> THE TASK
Show every line of the data that contains the string "coordinates", matching case exactly.

Saved data entries:
=== Begin Enclosure ===

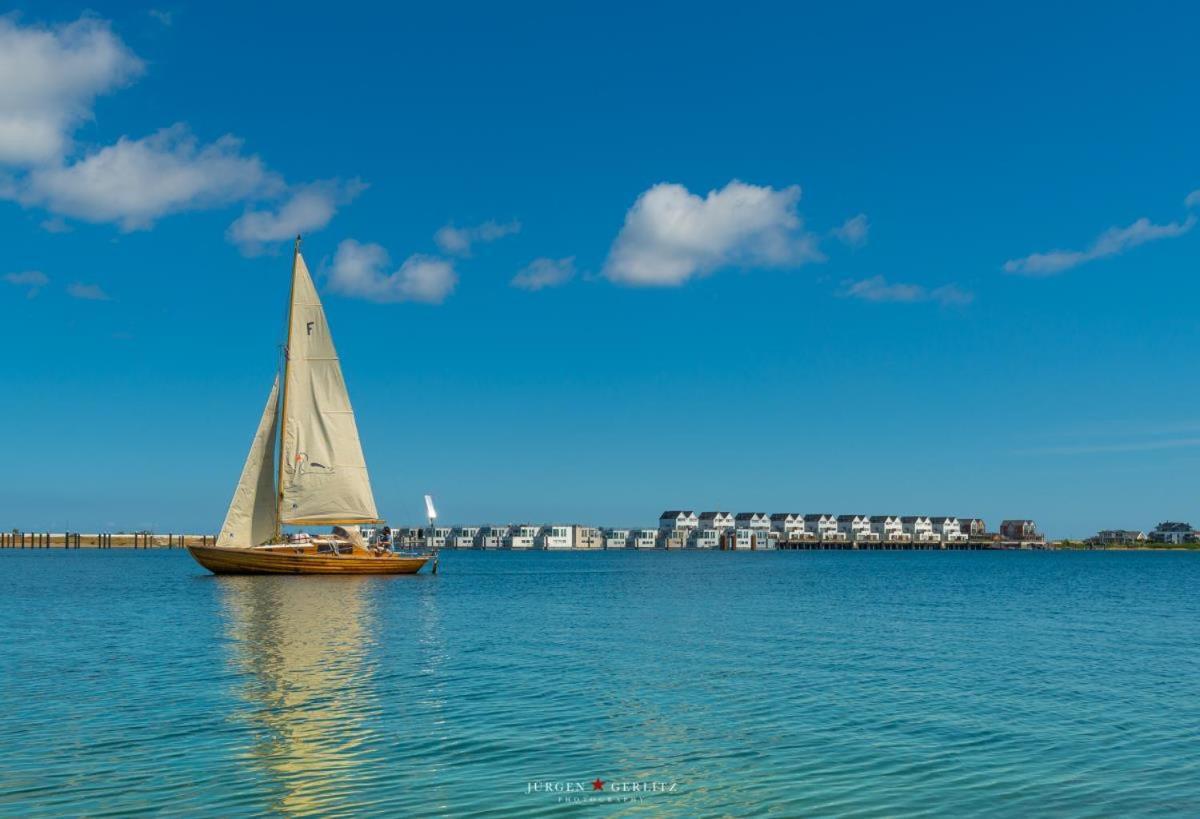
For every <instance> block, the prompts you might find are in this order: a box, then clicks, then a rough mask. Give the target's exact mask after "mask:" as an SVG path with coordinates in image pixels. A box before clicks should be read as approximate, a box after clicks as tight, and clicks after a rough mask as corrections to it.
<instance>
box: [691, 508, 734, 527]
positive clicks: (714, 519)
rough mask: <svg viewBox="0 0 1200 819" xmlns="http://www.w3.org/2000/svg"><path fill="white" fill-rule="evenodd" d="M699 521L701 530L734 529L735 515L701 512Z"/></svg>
mask: <svg viewBox="0 0 1200 819" xmlns="http://www.w3.org/2000/svg"><path fill="white" fill-rule="evenodd" d="M698 520H700V522H698V527H700V528H715V530H726V528H733V515H731V514H730V513H728V512H701V513H700V519H698Z"/></svg>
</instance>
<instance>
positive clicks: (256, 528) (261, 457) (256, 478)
mask: <svg viewBox="0 0 1200 819" xmlns="http://www.w3.org/2000/svg"><path fill="white" fill-rule="evenodd" d="M278 397H280V379H278V377H276V379H275V383H274V384H272V385H271V393H270V395H268V397H266V406H265V407H263V417H262V418H260V419H259V422H258V429H257V430H256V431H254V440H253V441H251V444H250V454H248V455H246V464H245V466H242V468H241V477H240V478H239V479H238V488H236V489H234V492H233V500H232V501H230V502H229V510H228V512H227V513H226V519H224V522H223V524H222V525H221V533H220V534H218V536H217V545H218V546H224V548H246V546H257V545H259V544H262V543H265V542H266V540H269V539H270V538H271V536H272V534H274V533H275V512H276V510H275V437H276V425H277V423H278V413H277V412H276V410H277V405H278Z"/></svg>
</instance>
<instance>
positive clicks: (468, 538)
mask: <svg viewBox="0 0 1200 819" xmlns="http://www.w3.org/2000/svg"><path fill="white" fill-rule="evenodd" d="M478 543H479V527H478V526H463V527H461V528H460V530H458V531H457V532H456V533H455V534H454V536H452V537H451V538H450V544H449V545H450V546H451V548H454V549H474V548H475V546H476V545H478Z"/></svg>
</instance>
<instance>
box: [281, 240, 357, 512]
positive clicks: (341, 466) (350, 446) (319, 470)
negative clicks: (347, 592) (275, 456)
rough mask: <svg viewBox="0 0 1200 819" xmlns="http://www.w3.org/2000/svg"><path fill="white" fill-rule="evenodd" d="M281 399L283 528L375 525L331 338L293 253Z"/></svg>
mask: <svg viewBox="0 0 1200 819" xmlns="http://www.w3.org/2000/svg"><path fill="white" fill-rule="evenodd" d="M290 315H292V322H290V325H289V328H288V349H287V355H288V361H287V383H286V384H284V394H283V396H284V397H283V435H282V453H281V459H282V462H281V465H280V466H281V476H282V480H281V486H280V492H281V508H280V519H281V521H282V522H283V524H301V525H325V524H366V522H376V521H378V519H379V513H378V512H376V504H374V496H373V495H372V494H371V479H370V478H368V477H367V465H366V461H365V460H364V458H362V446H361V444H360V443H359V430H358V425H356V424H355V423H354V411H353V410H352V408H350V396H349V395H348V394H347V391H346V381H344V379H343V378H342V367H341V365H340V364H338V361H337V351H335V349H334V339H332V336H331V335H330V331H329V324H328V323H326V321H325V311H324V309H323V307H322V306H320V298H318V295H317V288H316V287H314V286H313V283H312V276H310V275H308V268H307V267H306V265H305V263H304V257H302V256H300V253H299V252H298V253H296V256H295V270H294V275H293V280H292V307H290Z"/></svg>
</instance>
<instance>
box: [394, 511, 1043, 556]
mask: <svg viewBox="0 0 1200 819" xmlns="http://www.w3.org/2000/svg"><path fill="white" fill-rule="evenodd" d="M428 536H432V538H430V537H428ZM400 539H401V542H406V540H407V542H415V540H418V539H420V540H422V542H432V543H431V545H433V546H436V548H440V549H547V550H552V549H803V548H822V546H830V548H859V546H863V545H866V546H870V545H871V544H878V545H884V544H887V545H892V546H898V548H905V546H907V548H934V549H936V548H959V546H965V545H968V544H980V545H982V544H992V543H1040V542H1042V540H1043V538H1042V536H1040V534H1039V533H1038V531H1037V527H1036V526H1034V524H1033V521H1032V520H1006V521H1003V522H1002V524H1001V525H1000V531H998V532H996V533H994V532H989V531H988V527H986V525H985V524H984V521H983V520H982V519H979V518H954V516H948V515H942V516H926V515H829V514H800V513H776V514H767V513H761V512H739V513H737V514H733V513H728V512H702V513H700V514H696V513H695V512H691V510H685V509H670V510H667V512H664V513H662V514H661V515H660V516H659V525H658V527H655V528H599V527H594V526H578V525H569V524H550V525H538V524H518V525H506V526H461V527H437V528H433V530H432V531H431V532H426V531H424V530H404V531H402V532H401V533H400Z"/></svg>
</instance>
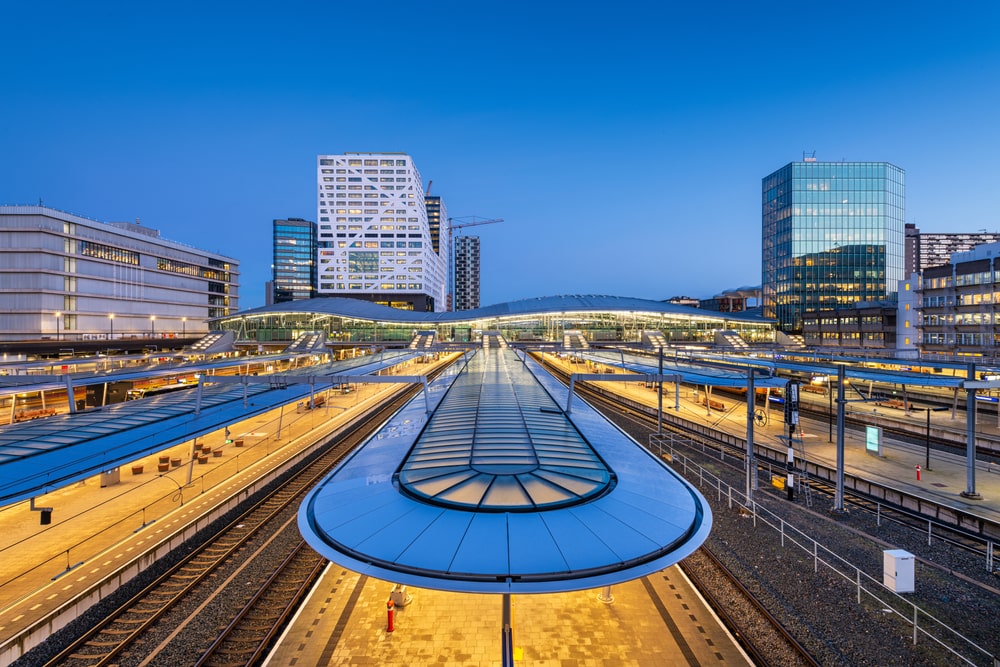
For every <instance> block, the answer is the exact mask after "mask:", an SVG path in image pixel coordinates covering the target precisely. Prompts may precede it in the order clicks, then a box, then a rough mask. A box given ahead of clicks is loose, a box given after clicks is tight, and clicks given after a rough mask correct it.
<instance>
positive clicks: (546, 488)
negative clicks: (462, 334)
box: [299, 348, 711, 593]
mask: <svg viewBox="0 0 1000 667" xmlns="http://www.w3.org/2000/svg"><path fill="white" fill-rule="evenodd" d="M567 391H568V390H567V389H566V388H565V387H564V386H563V385H561V384H559V383H558V382H557V381H556V380H555V379H554V378H552V377H551V376H550V375H548V374H547V373H545V372H544V371H543V370H541V368H540V367H539V366H538V365H537V364H536V363H535V362H534V361H532V360H530V359H527V358H525V357H523V356H519V355H518V354H517V353H515V352H514V351H512V350H510V349H505V348H501V349H496V348H494V349H484V350H479V351H477V352H475V353H472V355H471V357H469V358H468V360H467V363H466V364H464V365H462V367H461V368H458V369H452V370H451V371H449V372H448V373H447V374H446V375H442V376H441V377H439V378H438V379H437V380H435V382H434V383H432V384H431V386H430V395H431V397H432V398H431V401H430V407H429V408H428V407H427V405H426V404H425V401H424V400H420V399H418V400H414V401H411V402H410V403H409V404H408V405H407V406H406V407H404V408H403V409H402V410H401V411H399V412H398V413H397V414H396V415H395V416H394V417H393V418H392V419H390V420H389V421H388V422H387V423H386V424H385V425H384V426H383V427H382V428H381V430H380V431H379V432H378V433H377V434H376V435H375V436H373V437H372V438H371V439H369V441H368V442H367V443H365V444H364V445H363V446H362V447H361V448H360V449H358V450H357V451H356V452H354V453H353V454H352V455H351V456H350V457H349V458H348V459H347V460H346V461H345V462H343V463H342V464H340V466H338V468H337V469H336V470H335V471H334V472H333V473H331V475H330V476H329V477H327V479H325V480H324V481H323V482H322V483H321V484H320V485H319V486H317V487H316V488H315V489H314V490H313V491H312V492H311V493H310V495H309V496H308V497H307V499H306V500H305V502H304V503H303V504H302V507H301V509H300V512H299V528H300V530H301V532H302V534H303V535H304V536H305V538H306V540H307V541H308V542H309V543H310V544H311V545H312V546H313V548H315V549H316V550H317V551H319V552H320V553H321V554H322V555H324V556H325V557H327V558H329V559H330V560H332V561H333V562H335V563H337V564H339V565H341V566H343V567H346V568H348V569H350V570H354V571H356V572H360V573H364V574H369V575H372V576H375V577H378V578H380V579H384V580H388V581H393V582H397V583H405V584H411V585H415V586H421V587H424V588H434V589H441V590H452V591H462V592H474V593H548V592H558V591H567V590H579V589H584V588H594V587H600V586H606V585H611V584H614V583H619V582H622V581H628V580H631V579H635V578H637V577H641V576H645V575H647V574H650V573H653V572H657V571H659V570H661V569H663V568H665V567H667V566H669V565H672V564H674V563H676V562H677V561H679V560H681V559H682V558H684V557H685V556H687V555H688V554H690V553H691V552H692V551H694V550H695V549H697V548H698V546H700V545H701V543H702V542H703V541H704V540H705V538H706V537H707V536H708V532H709V529H710V527H711V510H710V509H709V507H708V504H707V503H706V502H705V500H704V498H703V497H702V496H701V494H699V493H698V491H697V490H695V489H694V487H692V486H691V485H690V484H688V483H687V482H686V481H684V480H683V479H682V478H681V477H680V476H679V475H677V474H675V473H674V472H673V471H672V470H670V469H669V468H668V467H667V466H666V465H665V464H663V463H662V462H661V461H660V460H658V459H657V457H655V456H654V455H652V454H650V453H649V452H647V451H646V450H645V449H643V448H642V447H641V446H639V445H638V444H637V443H636V442H635V441H634V440H632V439H630V438H629V437H628V436H626V435H625V434H624V433H622V432H621V431H620V430H619V429H618V428H616V427H615V426H613V425H612V424H611V423H609V422H608V421H607V420H606V419H605V418H604V417H603V416H601V415H600V414H598V413H597V412H596V411H595V410H593V409H592V408H590V407H589V406H587V405H586V404H582V405H580V404H579V403H578V405H579V407H575V408H574V409H573V412H572V413H571V414H566V413H565V412H563V411H562V409H560V407H559V405H561V404H562V405H565V403H566V392H567ZM428 409H430V412H428Z"/></svg>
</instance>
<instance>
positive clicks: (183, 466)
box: [0, 359, 433, 664]
mask: <svg viewBox="0 0 1000 667" xmlns="http://www.w3.org/2000/svg"><path fill="white" fill-rule="evenodd" d="M432 368H433V365H431V364H427V365H416V364H415V362H414V361H413V360H412V359H410V360H408V361H407V362H406V364H405V366H401V367H399V368H396V369H393V370H392V371H383V372H382V374H383V375H385V374H386V373H387V372H388V373H390V374H394V375H403V374H406V373H415V374H421V373H425V372H427V371H430V370H431V369H432ZM383 379H385V378H383ZM395 387H396V385H394V384H392V383H385V382H383V383H370V382H369V383H366V382H364V380H363V378H361V377H358V379H357V380H356V384H352V385H351V387H350V389H351V390H350V391H345V390H343V389H338V390H326V391H324V392H323V394H322V396H323V398H324V400H323V402H322V405H319V402H318V401H317V405H316V406H315V407H313V408H312V409H310V408H309V407H308V405H307V403H308V401H305V402H303V401H298V402H297V403H296V402H293V403H291V404H290V405H279V404H275V405H273V406H272V407H271V409H270V410H269V411H265V412H259V413H257V412H255V413H252V414H248V415H246V416H245V417H244V418H243V419H238V420H234V421H233V422H232V423H230V424H228V426H227V428H228V432H227V429H226V428H217V429H216V430H214V431H211V432H209V433H204V434H201V435H198V436H197V437H196V438H192V439H189V440H187V441H184V442H180V443H178V444H170V445H167V446H162V447H161V448H159V449H155V450H149V451H148V452H146V451H145V450H144V451H143V453H141V454H140V455H139V456H138V458H136V459H133V460H131V461H130V462H129V463H128V464H127V465H123V466H121V467H120V468H119V469H118V470H116V471H115V474H114V475H107V474H105V473H100V474H95V475H91V476H89V477H85V478H83V479H80V480H78V481H75V482H73V483H71V484H68V485H66V486H63V487H60V488H57V489H53V490H52V491H49V492H47V493H45V494H44V495H40V496H38V497H36V498H34V499H33V501H30V502H29V501H27V500H25V501H18V502H12V503H9V504H6V505H3V506H0V533H2V534H3V535H4V539H3V540H2V541H0V664H9V662H10V661H11V660H12V659H13V658H17V657H19V656H20V655H21V653H20V651H21V650H22V649H24V648H31V647H32V646H34V645H35V643H37V642H35V640H34V639H32V638H37V637H41V638H44V637H46V636H48V635H49V634H51V633H52V632H54V631H55V630H57V629H58V628H60V627H62V625H65V623H66V620H65V619H67V618H72V617H73V615H74V614H75V613H78V612H79V611H82V610H84V609H86V608H87V607H88V606H90V605H91V604H93V603H94V602H96V601H97V600H99V599H101V598H103V597H104V596H106V595H108V594H110V593H111V592H113V591H114V590H115V589H116V588H117V587H118V586H120V585H121V584H122V583H123V582H124V581H127V580H128V579H129V578H130V577H132V576H134V575H135V573H136V572H138V571H141V570H142V569H144V568H145V567H146V566H148V565H149V564H150V563H152V562H153V561H155V560H156V559H157V558H159V557H161V556H163V555H164V554H165V553H167V552H169V551H170V550H171V549H173V548H176V546H178V545H179V544H180V543H182V542H183V541H184V540H185V539H187V538H188V537H190V536H191V535H193V534H194V533H196V532H197V531H198V530H200V529H201V528H203V527H204V526H206V525H208V523H210V522H211V521H212V520H214V519H215V518H217V517H218V516H221V515H222V514H225V513H226V512H227V511H228V510H229V509H230V508H231V507H233V506H235V504H238V503H239V502H240V501H241V500H243V499H245V498H246V497H248V496H250V495H252V494H253V493H254V492H255V491H256V490H257V489H259V488H261V487H262V486H263V485H265V484H266V483H268V482H269V481H270V480H271V479H273V477H274V476H276V475H277V474H279V472H280V470H282V469H283V468H284V467H285V466H287V465H289V464H290V463H291V462H294V461H295V460H298V459H299V458H301V457H303V456H305V455H306V453H307V452H308V451H309V450H310V448H312V447H313V446H315V443H316V442H317V441H318V440H322V439H323V438H329V437H332V436H333V435H334V434H335V433H336V432H338V431H339V430H341V429H343V428H345V426H346V424H347V423H348V422H349V421H351V420H353V419H355V418H358V417H359V416H361V417H363V416H364V415H365V414H367V412H368V411H369V410H373V409H374V408H375V407H377V406H378V405H379V404H381V403H382V402H383V401H385V400H386V396H387V395H388V394H390V393H391V392H392V390H393V389H394V388H395ZM319 395H320V394H318V393H317V396H319ZM133 403H135V404H139V403H141V401H137V402H133ZM192 428H194V427H193V426H192ZM193 433H194V432H192V434H193ZM32 504H34V505H35V508H34V509H36V510H37V509H39V507H40V506H48V507H54V510H53V512H52V514H51V515H50V517H49V518H50V520H51V522H50V523H48V524H45V523H42V522H41V521H40V518H41V517H40V513H39V512H37V511H32V507H31V505H32ZM26 637H30V638H28V639H26Z"/></svg>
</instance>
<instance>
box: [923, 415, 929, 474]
mask: <svg viewBox="0 0 1000 667" xmlns="http://www.w3.org/2000/svg"><path fill="white" fill-rule="evenodd" d="M926 412H927V439H926V441H925V444H926V445H927V456H926V458H925V459H924V470H930V469H931V409H930V408H927V409H926Z"/></svg>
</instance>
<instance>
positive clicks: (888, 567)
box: [882, 549, 915, 593]
mask: <svg viewBox="0 0 1000 667" xmlns="http://www.w3.org/2000/svg"><path fill="white" fill-rule="evenodd" d="M914 563H915V559H914V557H913V554H911V553H910V552H908V551H903V550H902V549H886V550H885V551H883V552H882V568H883V569H882V583H883V584H885V587H886V588H888V589H889V590H890V591H893V592H895V593H912V592H913V590H914V574H913V570H914Z"/></svg>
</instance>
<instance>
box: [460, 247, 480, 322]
mask: <svg viewBox="0 0 1000 667" xmlns="http://www.w3.org/2000/svg"><path fill="white" fill-rule="evenodd" d="M473 308H479V237H478V236H457V237H455V310H472V309H473Z"/></svg>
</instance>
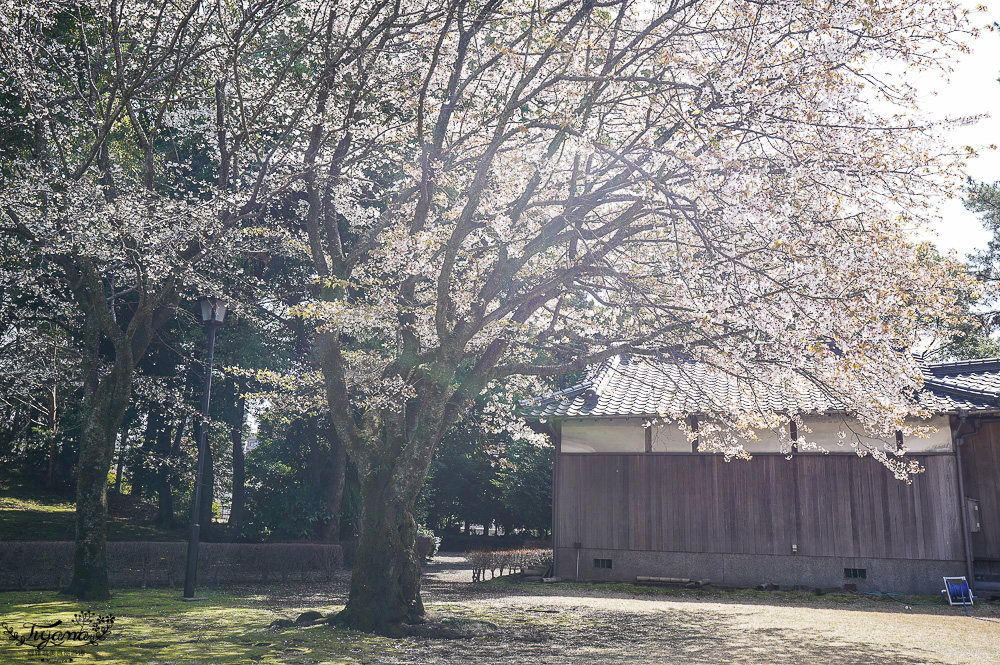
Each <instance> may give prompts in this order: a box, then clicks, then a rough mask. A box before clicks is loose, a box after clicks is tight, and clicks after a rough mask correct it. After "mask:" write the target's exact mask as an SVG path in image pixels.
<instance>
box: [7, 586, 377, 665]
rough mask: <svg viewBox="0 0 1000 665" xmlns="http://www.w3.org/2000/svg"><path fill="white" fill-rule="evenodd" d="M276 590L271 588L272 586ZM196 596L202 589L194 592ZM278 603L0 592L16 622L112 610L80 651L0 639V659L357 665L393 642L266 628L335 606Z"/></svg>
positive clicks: (191, 662) (227, 598) (236, 592)
mask: <svg viewBox="0 0 1000 665" xmlns="http://www.w3.org/2000/svg"><path fill="white" fill-rule="evenodd" d="M276 591H277V590H276ZM199 593H202V591H201V590H199ZM281 593H282V600H275V599H273V598H272V597H271V596H269V595H268V594H267V592H266V591H261V590H254V589H246V588H243V589H239V590H230V591H209V592H207V593H206V594H205V595H207V596H209V598H208V600H204V601H198V602H183V601H181V599H180V595H181V594H180V590H178V589H134V590H122V591H118V592H117V593H116V594H115V596H114V598H112V600H110V601H108V602H101V603H83V602H79V601H73V600H70V599H67V598H66V597H63V596H60V595H59V594H57V593H56V592H52V591H38V592H5V593H0V621H4V622H6V623H7V624H8V625H12V626H14V627H15V629H18V628H19V627H20V630H21V631H22V632H23V631H24V628H23V625H24V623H25V622H28V623H31V622H35V623H43V622H47V623H51V622H52V621H54V620H55V619H62V620H63V621H64V622H67V623H68V622H71V621H72V619H73V615H74V613H76V612H80V611H81V610H85V609H89V610H90V611H92V612H94V613H95V614H99V615H107V614H109V613H110V614H113V615H114V616H115V622H114V625H113V627H112V630H111V632H110V633H109V634H108V636H107V637H106V638H105V639H104V640H102V641H101V642H99V643H98V644H97V645H95V646H85V647H83V648H82V649H80V651H82V655H81V654H79V653H73V652H71V651H69V650H68V649H66V648H62V649H56V650H53V649H52V648H49V649H43V650H42V652H41V653H38V652H36V651H35V649H32V648H29V647H28V646H18V645H17V644H15V643H13V642H9V641H8V642H7V643H6V644H0V662H3V663H5V664H6V663H10V664H11V665H15V664H19V663H37V662H39V658H40V657H46V655H47V652H48V660H47V661H46V662H52V660H51V659H52V657H53V656H55V657H56V658H58V657H59V656H60V655H69V656H71V657H73V662H75V663H100V664H101V665H132V664H133V663H136V664H138V663H211V664H212V665H230V664H233V665H235V664H237V663H289V664H297V663H303V664H304V663H315V662H323V663H357V662H359V661H361V660H364V654H370V653H375V652H378V653H383V654H384V653H386V652H387V651H391V650H392V649H393V646H392V641H391V640H388V639H384V638H377V637H372V636H370V635H364V634H361V633H355V632H351V631H345V630H339V629H335V628H331V627H329V626H326V625H320V626H313V627H308V628H289V629H286V630H284V631H280V632H271V631H269V630H268V626H269V624H270V623H271V622H272V621H273V620H275V619H278V618H286V619H294V618H295V617H296V616H297V615H298V614H299V613H301V612H303V611H305V610H318V611H320V612H323V613H324V614H326V613H332V612H336V611H338V610H339V609H341V607H340V606H337V605H315V604H309V605H307V604H303V603H304V602H308V597H307V596H306V595H302V594H299V595H296V594H291V595H288V590H287V589H283V590H281Z"/></svg>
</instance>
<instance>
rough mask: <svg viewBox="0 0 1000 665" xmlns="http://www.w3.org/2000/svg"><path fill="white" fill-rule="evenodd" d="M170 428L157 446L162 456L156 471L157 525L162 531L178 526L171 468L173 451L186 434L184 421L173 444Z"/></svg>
mask: <svg viewBox="0 0 1000 665" xmlns="http://www.w3.org/2000/svg"><path fill="white" fill-rule="evenodd" d="M170 429H171V428H170V426H169V425H168V426H167V427H165V428H164V429H163V431H162V432H160V436H159V439H158V445H157V448H158V450H157V453H158V454H159V456H160V458H161V459H160V468H159V469H157V471H156V498H157V511H156V525H157V526H158V527H160V528H162V529H173V528H175V527H176V526H177V521H176V519H175V517H174V496H173V491H172V489H171V487H170V477H171V475H172V474H171V468H172V462H173V450H174V449H176V448H179V447H180V439H181V436H183V434H184V421H183V420H181V421H180V422H179V423H177V429H176V430H175V431H174V436H173V443H171V440H170V439H171V437H170V434H171V432H170Z"/></svg>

=== End Enclosure ===

> PROBLEM SOLUTION
For every <instance> block, the prompts you might find are in this order: a box, then clicks, then a rough mask. Give the target's exact mask after "mask:" as an SVG path with coordinates in image pixels. A box before clicks should be read as approximate, a box after clicks as tight, and clicks after a rough mask as corrections to it.
For every <instance> block, the answer is the exact mask after "mask:", an SVG path in image pixel coordinates covering the target precisely. Prompts may precede it in the order clicks, then a box, then a rough mask. A box given ahead of clicks is loose, a box given after clicks is tight, and clicks given after a rough mask correct it.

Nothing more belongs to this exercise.